§ 抜粋本文:
その後も、ROSÉ&ブルーノ・マーズ「APT.」の名フレーズをフィーチャーした「the way down」や、シンプルなコール&レスポンスで一体感を高めていく「ape」など、曲を重ねるごとに会場の熱量はどんどん高まっていく。そんな中、MCではTomohiro(B)が会場を見渡して「めっちゃいい景色」と感慨深げに語り、Eijiは「頭真っ白。バグってる」と言いながらもシンプルに感謝の思いを客席に届ける。そして、Adamの「一緒に歌う最後のチャンスだよ?」の言葉に続いて始まったライブ後半戦では、「Pressure」「We Do It In Our Way All The Way」といった初期曲のほか、フロアに投げ込まれた無数ものラブドールが観客の頭上を舞う「FOSS」、会場にいくつものサークルピットが発生した「tonight」などを次々に繰り出していき、オーディエンスもFACTと共有できる残り少ない時間を心の底から満喫した。
「FACTってバンドは俺の誇りです」

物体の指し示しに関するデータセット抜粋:
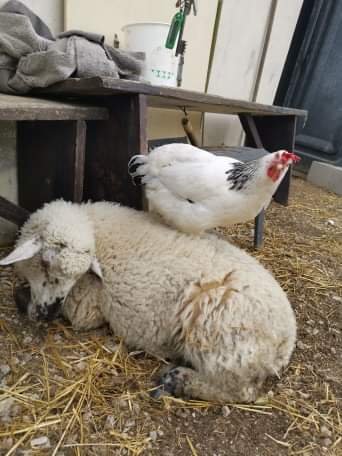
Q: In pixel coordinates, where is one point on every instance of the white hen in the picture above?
(195, 190)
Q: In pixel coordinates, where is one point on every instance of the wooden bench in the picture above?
(56, 160)
(51, 140)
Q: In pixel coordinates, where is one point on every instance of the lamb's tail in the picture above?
(137, 168)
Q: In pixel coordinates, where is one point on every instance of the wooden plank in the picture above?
(13, 107)
(70, 176)
(110, 144)
(167, 97)
(50, 162)
(250, 129)
(13, 213)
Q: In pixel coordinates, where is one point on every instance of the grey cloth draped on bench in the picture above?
(31, 57)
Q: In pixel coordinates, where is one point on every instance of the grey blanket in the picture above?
(30, 56)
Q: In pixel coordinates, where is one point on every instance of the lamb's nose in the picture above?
(22, 297)
(50, 312)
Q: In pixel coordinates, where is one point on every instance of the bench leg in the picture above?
(253, 139)
(13, 213)
(110, 145)
(278, 132)
(259, 229)
(50, 156)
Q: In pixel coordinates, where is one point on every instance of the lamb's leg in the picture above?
(187, 383)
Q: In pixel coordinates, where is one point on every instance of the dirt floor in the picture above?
(83, 394)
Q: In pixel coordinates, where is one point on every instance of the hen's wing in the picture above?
(197, 181)
(178, 153)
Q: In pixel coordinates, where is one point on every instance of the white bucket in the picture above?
(150, 37)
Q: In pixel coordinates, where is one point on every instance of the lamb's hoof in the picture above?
(22, 297)
(171, 383)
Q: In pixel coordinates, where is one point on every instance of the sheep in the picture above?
(198, 301)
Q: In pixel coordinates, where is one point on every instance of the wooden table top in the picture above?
(165, 97)
(13, 107)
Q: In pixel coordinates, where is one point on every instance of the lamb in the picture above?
(197, 300)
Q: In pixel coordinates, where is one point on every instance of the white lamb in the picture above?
(196, 300)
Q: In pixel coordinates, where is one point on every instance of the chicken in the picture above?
(194, 190)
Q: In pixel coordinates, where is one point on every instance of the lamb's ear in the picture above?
(24, 251)
(96, 268)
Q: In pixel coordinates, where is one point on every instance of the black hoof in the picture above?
(171, 384)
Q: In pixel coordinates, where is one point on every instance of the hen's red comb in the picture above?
(290, 156)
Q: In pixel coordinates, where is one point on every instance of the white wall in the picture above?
(109, 16)
(236, 62)
(51, 11)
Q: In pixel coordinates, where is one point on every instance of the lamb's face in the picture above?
(51, 273)
(51, 269)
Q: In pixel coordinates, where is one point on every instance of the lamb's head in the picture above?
(55, 249)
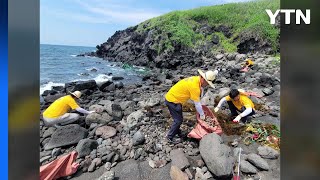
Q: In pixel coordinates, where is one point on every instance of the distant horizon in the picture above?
(67, 45)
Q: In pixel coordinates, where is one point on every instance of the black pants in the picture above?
(176, 113)
(234, 112)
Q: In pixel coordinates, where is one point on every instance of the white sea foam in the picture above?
(48, 86)
(90, 69)
(102, 78)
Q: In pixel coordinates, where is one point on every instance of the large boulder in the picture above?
(247, 168)
(106, 132)
(134, 118)
(216, 155)
(85, 146)
(66, 135)
(268, 152)
(109, 175)
(179, 159)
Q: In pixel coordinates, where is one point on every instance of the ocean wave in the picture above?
(102, 78)
(48, 86)
(93, 69)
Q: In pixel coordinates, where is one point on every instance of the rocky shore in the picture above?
(125, 138)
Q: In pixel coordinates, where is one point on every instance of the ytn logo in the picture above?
(287, 15)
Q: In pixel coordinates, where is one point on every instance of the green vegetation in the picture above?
(180, 27)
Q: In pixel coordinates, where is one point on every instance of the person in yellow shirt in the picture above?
(188, 88)
(57, 113)
(238, 101)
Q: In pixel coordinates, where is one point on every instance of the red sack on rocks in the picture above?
(202, 128)
(61, 167)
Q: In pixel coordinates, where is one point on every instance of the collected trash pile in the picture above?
(265, 134)
(210, 121)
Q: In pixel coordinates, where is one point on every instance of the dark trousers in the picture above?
(176, 113)
(234, 112)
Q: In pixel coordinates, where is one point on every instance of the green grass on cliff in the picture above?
(179, 27)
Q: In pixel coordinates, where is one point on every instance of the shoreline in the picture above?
(139, 107)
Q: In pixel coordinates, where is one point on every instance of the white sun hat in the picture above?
(77, 94)
(209, 76)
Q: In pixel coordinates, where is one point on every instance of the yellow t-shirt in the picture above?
(60, 107)
(243, 101)
(185, 89)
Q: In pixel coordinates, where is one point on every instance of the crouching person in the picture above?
(57, 113)
(238, 102)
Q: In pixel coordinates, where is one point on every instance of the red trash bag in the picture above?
(202, 128)
(61, 167)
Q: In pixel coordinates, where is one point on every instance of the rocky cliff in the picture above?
(186, 38)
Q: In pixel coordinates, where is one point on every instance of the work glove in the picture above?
(202, 117)
(237, 119)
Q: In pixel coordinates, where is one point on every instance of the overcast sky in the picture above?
(92, 22)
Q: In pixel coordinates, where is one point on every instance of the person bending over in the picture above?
(57, 113)
(238, 102)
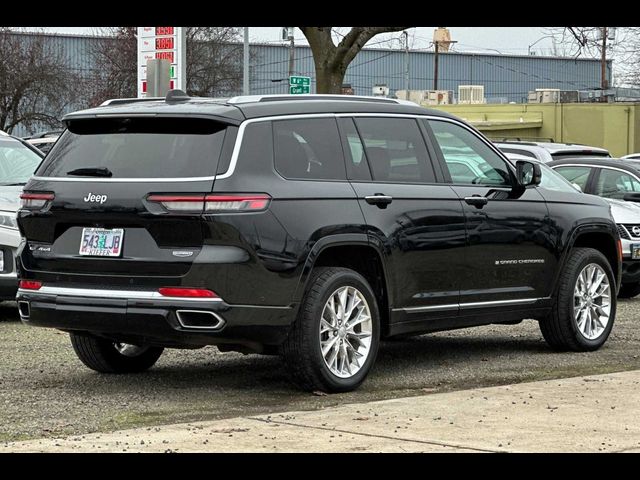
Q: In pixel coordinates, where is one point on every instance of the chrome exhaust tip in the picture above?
(199, 319)
(24, 309)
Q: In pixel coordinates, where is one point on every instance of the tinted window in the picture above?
(577, 175)
(17, 162)
(552, 180)
(135, 148)
(525, 153)
(308, 148)
(357, 167)
(614, 184)
(395, 150)
(459, 146)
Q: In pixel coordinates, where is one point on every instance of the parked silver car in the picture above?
(18, 161)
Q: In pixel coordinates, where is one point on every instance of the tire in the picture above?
(629, 290)
(103, 356)
(302, 351)
(562, 329)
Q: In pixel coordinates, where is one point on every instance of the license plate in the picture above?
(101, 242)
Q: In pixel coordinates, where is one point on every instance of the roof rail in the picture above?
(284, 97)
(122, 101)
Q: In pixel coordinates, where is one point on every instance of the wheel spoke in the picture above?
(328, 345)
(346, 331)
(592, 305)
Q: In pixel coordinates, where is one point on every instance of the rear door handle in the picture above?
(379, 199)
(477, 201)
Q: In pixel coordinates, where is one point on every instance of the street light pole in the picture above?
(603, 67)
(406, 73)
(245, 61)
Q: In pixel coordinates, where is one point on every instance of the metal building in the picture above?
(506, 78)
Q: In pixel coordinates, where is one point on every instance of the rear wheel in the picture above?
(585, 309)
(106, 356)
(629, 290)
(334, 342)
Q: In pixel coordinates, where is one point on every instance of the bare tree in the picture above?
(622, 47)
(35, 85)
(331, 60)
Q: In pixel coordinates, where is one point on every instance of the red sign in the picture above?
(164, 43)
(165, 56)
(164, 30)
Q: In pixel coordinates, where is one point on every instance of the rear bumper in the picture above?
(147, 319)
(8, 286)
(630, 270)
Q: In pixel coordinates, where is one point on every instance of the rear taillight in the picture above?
(30, 284)
(242, 202)
(186, 292)
(36, 201)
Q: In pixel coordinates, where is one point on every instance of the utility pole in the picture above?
(406, 73)
(435, 68)
(292, 53)
(245, 60)
(604, 83)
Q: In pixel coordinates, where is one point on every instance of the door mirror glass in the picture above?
(529, 173)
(632, 197)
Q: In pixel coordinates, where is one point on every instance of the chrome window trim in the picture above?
(117, 294)
(238, 145)
(465, 306)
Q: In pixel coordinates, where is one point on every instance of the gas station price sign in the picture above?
(163, 43)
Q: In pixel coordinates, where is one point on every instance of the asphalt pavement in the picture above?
(584, 414)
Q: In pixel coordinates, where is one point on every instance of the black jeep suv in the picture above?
(305, 226)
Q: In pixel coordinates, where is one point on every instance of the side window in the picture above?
(459, 146)
(308, 148)
(614, 184)
(395, 150)
(357, 166)
(577, 175)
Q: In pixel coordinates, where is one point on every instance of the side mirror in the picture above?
(528, 173)
(631, 197)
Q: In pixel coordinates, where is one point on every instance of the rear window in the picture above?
(137, 148)
(17, 162)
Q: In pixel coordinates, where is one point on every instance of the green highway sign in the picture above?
(299, 89)
(306, 81)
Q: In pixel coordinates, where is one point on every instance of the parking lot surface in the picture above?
(46, 392)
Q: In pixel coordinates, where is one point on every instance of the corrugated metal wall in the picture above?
(506, 78)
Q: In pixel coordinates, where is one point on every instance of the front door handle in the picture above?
(379, 199)
(477, 201)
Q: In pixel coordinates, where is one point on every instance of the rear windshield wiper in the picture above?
(91, 172)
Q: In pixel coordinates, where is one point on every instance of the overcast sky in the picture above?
(510, 40)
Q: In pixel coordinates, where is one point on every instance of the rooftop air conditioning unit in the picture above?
(544, 95)
(471, 94)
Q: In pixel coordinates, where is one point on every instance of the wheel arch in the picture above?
(601, 237)
(356, 252)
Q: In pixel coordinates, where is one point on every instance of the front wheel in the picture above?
(585, 309)
(334, 342)
(106, 356)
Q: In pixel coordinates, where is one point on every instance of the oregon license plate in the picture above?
(101, 242)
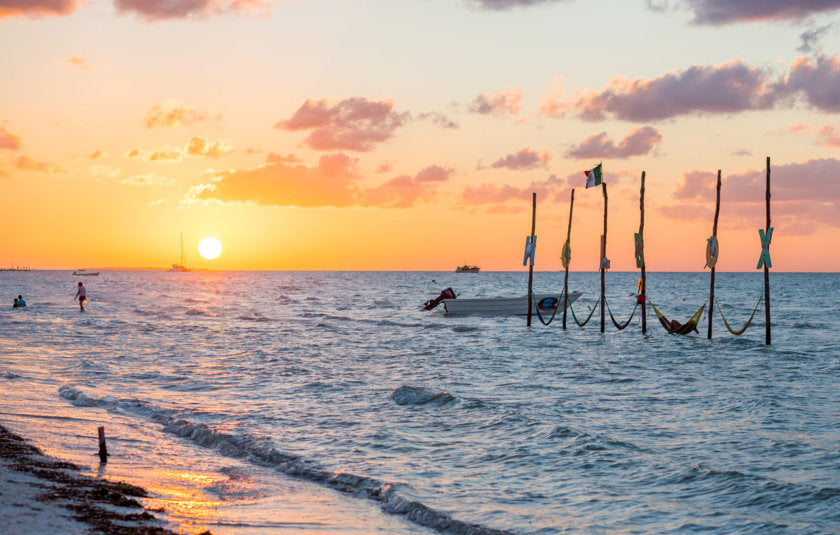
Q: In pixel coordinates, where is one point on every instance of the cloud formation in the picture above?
(508, 101)
(80, 62)
(168, 115)
(8, 141)
(198, 146)
(805, 195)
(637, 142)
(155, 10)
(818, 80)
(37, 8)
(25, 163)
(830, 136)
(166, 154)
(502, 5)
(333, 182)
(730, 87)
(720, 12)
(492, 194)
(147, 180)
(523, 160)
(727, 88)
(354, 124)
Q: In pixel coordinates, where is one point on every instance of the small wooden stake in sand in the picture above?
(103, 451)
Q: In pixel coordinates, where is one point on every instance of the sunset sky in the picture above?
(410, 134)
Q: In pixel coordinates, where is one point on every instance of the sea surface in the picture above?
(269, 402)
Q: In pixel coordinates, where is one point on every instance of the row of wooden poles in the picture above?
(767, 231)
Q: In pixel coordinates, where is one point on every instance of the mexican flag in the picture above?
(593, 177)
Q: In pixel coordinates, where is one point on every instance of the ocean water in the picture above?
(263, 402)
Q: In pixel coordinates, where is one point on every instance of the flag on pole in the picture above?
(593, 177)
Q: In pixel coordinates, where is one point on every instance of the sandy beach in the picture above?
(42, 494)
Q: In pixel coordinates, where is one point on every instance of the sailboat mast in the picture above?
(183, 257)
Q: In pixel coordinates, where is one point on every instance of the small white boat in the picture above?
(546, 302)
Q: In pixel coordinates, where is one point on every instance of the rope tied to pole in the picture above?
(740, 331)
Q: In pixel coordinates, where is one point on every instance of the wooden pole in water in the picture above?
(603, 254)
(103, 451)
(641, 237)
(566, 278)
(531, 269)
(712, 283)
(766, 267)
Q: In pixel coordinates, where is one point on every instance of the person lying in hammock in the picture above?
(676, 326)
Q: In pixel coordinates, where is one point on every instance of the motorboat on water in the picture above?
(544, 302)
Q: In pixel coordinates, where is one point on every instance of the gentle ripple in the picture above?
(465, 424)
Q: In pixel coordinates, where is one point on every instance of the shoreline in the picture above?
(43, 494)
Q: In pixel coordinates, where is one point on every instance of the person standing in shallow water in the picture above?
(82, 295)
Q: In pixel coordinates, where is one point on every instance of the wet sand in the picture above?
(41, 494)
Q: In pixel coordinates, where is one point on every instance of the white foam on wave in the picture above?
(418, 395)
(261, 451)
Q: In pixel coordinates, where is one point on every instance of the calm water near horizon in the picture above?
(263, 402)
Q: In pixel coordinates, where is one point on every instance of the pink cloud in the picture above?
(492, 194)
(331, 183)
(155, 10)
(433, 173)
(819, 81)
(353, 124)
(438, 119)
(277, 158)
(727, 88)
(8, 141)
(523, 160)
(400, 192)
(502, 5)
(167, 115)
(637, 142)
(731, 87)
(718, 12)
(198, 146)
(79, 61)
(804, 195)
(37, 8)
(166, 154)
(500, 102)
(25, 163)
(830, 136)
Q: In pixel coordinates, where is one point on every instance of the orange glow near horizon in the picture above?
(295, 161)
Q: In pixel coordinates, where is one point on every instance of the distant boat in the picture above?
(16, 268)
(182, 265)
(545, 302)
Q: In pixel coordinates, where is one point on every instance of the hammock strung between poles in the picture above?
(749, 321)
(590, 313)
(556, 307)
(624, 325)
(690, 325)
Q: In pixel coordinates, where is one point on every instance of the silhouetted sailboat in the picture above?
(182, 265)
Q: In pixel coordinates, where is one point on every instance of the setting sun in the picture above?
(210, 248)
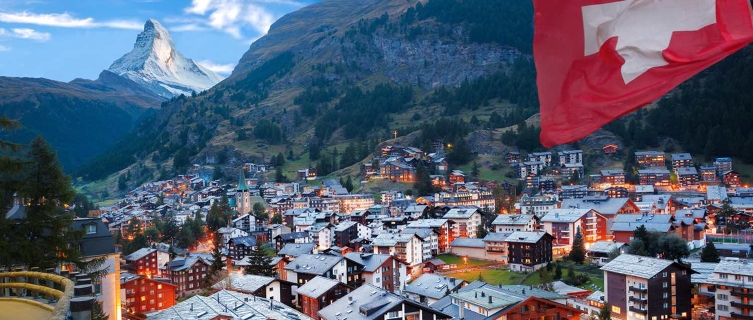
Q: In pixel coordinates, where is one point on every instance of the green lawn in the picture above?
(595, 275)
(453, 259)
(492, 276)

§ ねらい A: FACTのライブを伝える抜粋で、Tomohiroは会場を見渡して何と語っていますか。
§ ねらい B: FACTのライブを伝える抜粋を、最後の一文の後から書き継いでください。
これらのレコードは別の出典から取られたものです。

§ 解答 A: 「めっちゃいい景色」と感慨深げに語っています。

§ 解答 B:
ことあるごとに「ありがとう」と口にするHiroだが、ライブが佳境に突入したタイミングで「ちょうど10年ぐらい前に(最初の)解散すると決めて、それからの1年はツアーをして曲も作ったけど、人生で過去一番つらくて悲しい時期でした」と過去を振り返る。しかし、「(復活してから)『このツアーに意味なんかねえ』とか言ってきたけど、ちょっとだけ本音を言うと、そのすごくつらかった1年間を取り戻せた、そんな気がします。最高に楽しい10カ月でした」とポジティブなメッセージに、HiroやTomohiroなどは感極まる様子を見せる。
そんな湿っぽい空気を払拭するかのように、「残り2曲!」と告げるとバンドは「sunset」へなだれ込む。スケール感の大きなサウンドで会場を飲み込むと、エンディングで再びHiroが結成からの約25年を振り返りながら、「FACTってバンドは俺の誇りです。これからもFACTの音楽を、みんなでつないでいってください。そして、ここから進む俺たち6人のこと、みんなよろしくね」と語りかける。
そして、最後は「泣いても笑っても、次の曲で最後。ここにいる全員で……かかってこい!」と力強い言葉とともに「a fact of life」に突入。昨年12月の「REDLINE ALL THE FINAL」での復活の際、1曲目に選ばれたこの曲でFACTは再びその歴史に幕を下ろすこととなる。
全身全霊と言わんばかりに、すべての力を振り絞って叩きつけるバンドの歌と演奏を前に、会場に鳴り響くオーディエンスの歌声もこの日一番大きなものとなり、フィナーレに相応しい会場の熱気とオーディエンスの盛り上がり、90分にもおよぶ熱演とともにFACTは自身の歴史に終止符を打った。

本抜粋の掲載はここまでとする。